» QUELLE
╭──
Die üblich gewordene Bezeichnung „Bründelweg“ war in weiterer Folge auch namensgebend für die „Bründelwegbrücke“, ein Fußgängersteg, der über die bereits erwähnte, breite und tief eingeschnittene, zweigleisige Eisenbahntrasse der „Drahtseilbahn auf den Leopoldsberg“ führte. Der Wanderweg auf den Leopoldsberg querte genau auf halber Länge der Bahn, sodass, sich die gleichzeitig auf- und abwärts fahrenden Doppelstockwaggons unter der Brücke begegneten. Dieses Bahnschauspiel konnte man erste Reihe fußfrei aus der Vogelperspektive von der Brücke aus mitverfolgen. Allerdings war die Bergbahn nur drei Jahre in Betrieb, dann musste sie wegen Unrentabilität geschlossen werden. Die Konzession erlosch am 28. August 1876. Ein halbes Jahr später, am 31.1.1877 erhielt der Weg durch die Gemeinde Klosterneuburg seinen heutigen Namen „Kollersteig“.
╰──
» VORLIEGENDE DATEN
╭──
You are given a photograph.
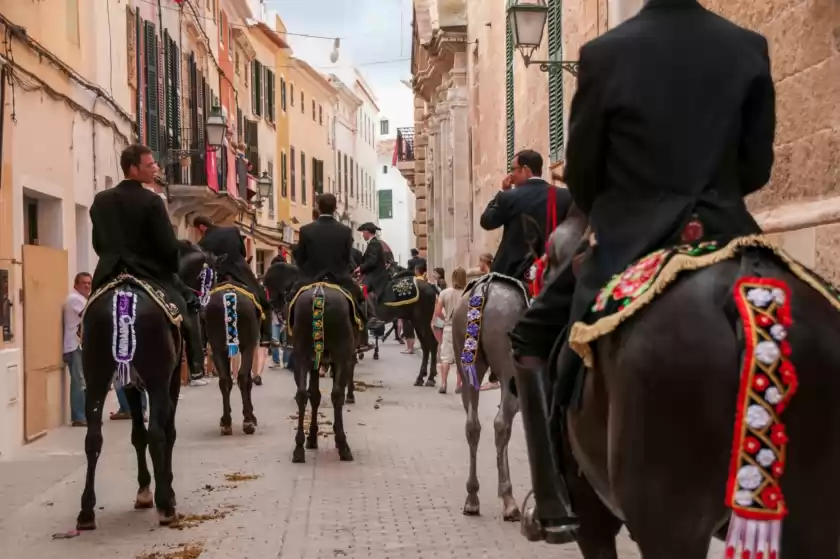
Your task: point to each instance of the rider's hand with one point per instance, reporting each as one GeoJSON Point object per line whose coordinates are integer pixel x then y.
{"type": "Point", "coordinates": [507, 182]}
╰──
» AUFGABEN
**1)** An welchem Tag erlosch laut dem Text über den Kollersteig die Konzession der Bergbahn auf den Leopoldsberg?
**2)** Schreibe den Text über den Kollersteig im Anschluss an seinen letzten Satz weiter.

» ANTWORTEN
**1)** Am 28. August 1876.

**2)**
Doch damit ist die Weggeschichte noch nicht zu Ende, es bleibt noch zu klären, woher der Kollersteig seinen Namen bezieht: Der Steig wurde nach Johann Georg Koller, Konstabler und Musterschreiber zur Zeit der zweiten Türkenbelagerung benannt. Koller hat im September 1683 Klosterneuburg gegen die angreifenden Türken erfolgreich verteidigt. Ein Konstabler war damals ein Geschützmeister, ein Kriegshandwerker, der auch für schwere Festungs- und Belagerungsartillerie Rohre und Geschoße herstellte. Er war somit mit dem Abfeuern von Kanonenmunition bestens vertraut. Koller erhielt daher anlässlich des Eintreffens des Entsatzheeres in Tulln bzw. in Klosterneuburg den Auftrag, sich auf den Kahlenberg zu begeben und durch Abfeuern von Raketen den besetzten Wienern die nahende Rettung anzuzeigen. Anderen Berichten zu Folge wurde er auf den Hermannskogel geschickt.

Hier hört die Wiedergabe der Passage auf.